(Brief): Write out every line of the items below again, including their wording, but raise each number in the point coordinates by 21. Leave the pictures out.

[Dataset entries]
◆ ◆ ◆ ◆ ◆

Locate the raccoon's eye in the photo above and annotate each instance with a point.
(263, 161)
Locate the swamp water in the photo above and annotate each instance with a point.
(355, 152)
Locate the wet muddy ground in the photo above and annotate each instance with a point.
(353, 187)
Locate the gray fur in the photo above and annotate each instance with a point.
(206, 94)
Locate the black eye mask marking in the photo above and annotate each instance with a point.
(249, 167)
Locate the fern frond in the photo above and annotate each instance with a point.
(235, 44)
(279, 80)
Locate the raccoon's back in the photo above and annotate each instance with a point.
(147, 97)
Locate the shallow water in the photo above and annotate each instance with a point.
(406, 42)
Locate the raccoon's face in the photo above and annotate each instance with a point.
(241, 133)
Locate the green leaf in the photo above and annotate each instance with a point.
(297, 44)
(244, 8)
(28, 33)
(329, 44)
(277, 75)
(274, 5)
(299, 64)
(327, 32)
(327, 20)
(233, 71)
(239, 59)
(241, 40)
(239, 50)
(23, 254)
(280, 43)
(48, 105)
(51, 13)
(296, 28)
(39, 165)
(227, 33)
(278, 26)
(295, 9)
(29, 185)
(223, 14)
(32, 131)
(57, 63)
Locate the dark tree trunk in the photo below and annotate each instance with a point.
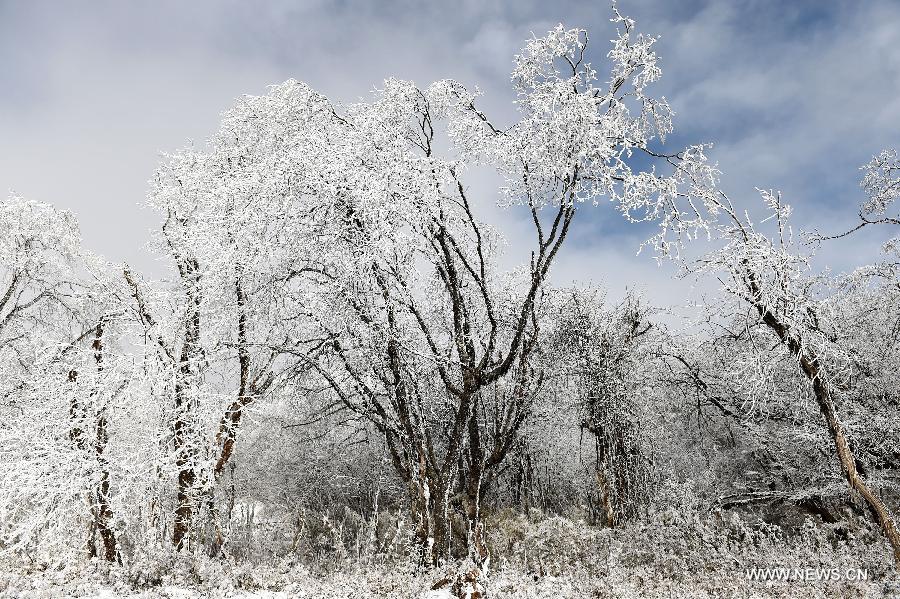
(103, 511)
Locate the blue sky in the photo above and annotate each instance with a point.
(796, 96)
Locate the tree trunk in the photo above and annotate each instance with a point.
(103, 511)
(810, 366)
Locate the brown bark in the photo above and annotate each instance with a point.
(102, 509)
(811, 368)
(185, 407)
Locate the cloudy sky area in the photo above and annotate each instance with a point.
(796, 96)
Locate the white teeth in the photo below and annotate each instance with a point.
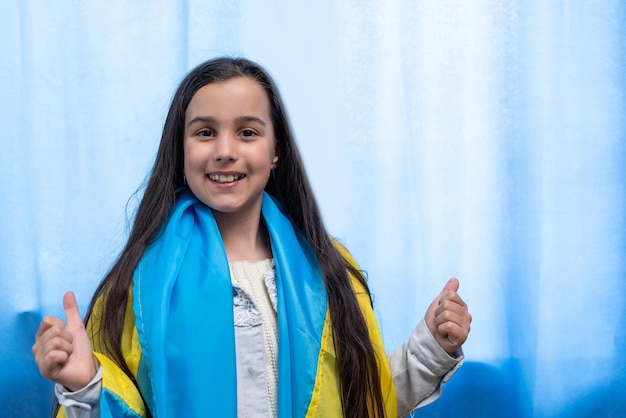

◆ ◆ ◆ ◆ ◆

(Solution for this problem):
Locate the raccoon's eye in the photo above and annotate each instance with a point.
(284, 182)
Locate the swamp water in the photo above and annotate each instance with a point.
(376, 173)
Locate the wet muddy ground in the photo above and annotate each instance with a point.
(374, 208)
Locate the gray fur in the photo above and annotate each instance with a point.
(227, 115)
Locate the black eye mask marking in the photo above and annotate each instance with a point.
(270, 188)
Locate the fern frond in the photo above and annotate each instance with a point.
(256, 65)
(300, 101)
Locate the raccoon's back in the photo above and annotate each instance with a point.
(168, 118)
Locate the shallow water in the photo above and annotate each instance with a point.
(427, 63)
Locate the raccoon's face in the photo above and annotate each instance with a point.
(262, 154)
Locate the green leaf in the photo above and annotate each instance with a point.
(318, 65)
(265, 29)
(49, 54)
(350, 65)
(298, 96)
(295, 26)
(320, 85)
(348, 53)
(348, 41)
(254, 92)
(260, 80)
(262, 61)
(260, 71)
(44, 275)
(301, 64)
(69, 126)
(72, 34)
(317, 49)
(60, 186)
(248, 54)
(299, 47)
(316, 30)
(50, 206)
(244, 35)
(53, 152)
(78, 84)
Locate the dark tree trunk in the photo below and annotate each instance with a point.
(124, 532)
Locate the blue sky in the photo above and annotate each instance with a point.
(817, 117)
Locate the tree trunk in the photo above and annotate each instance with a point.
(124, 532)
(831, 387)
Locate the brown bark in the photo above and annotate each instance with a point.
(123, 530)
(832, 389)
(206, 428)
Locate the cloudy sky area in the photo above and annotate each instance with a point.
(817, 117)
Locate the white teeth in the photo below and annotate each instance with a point.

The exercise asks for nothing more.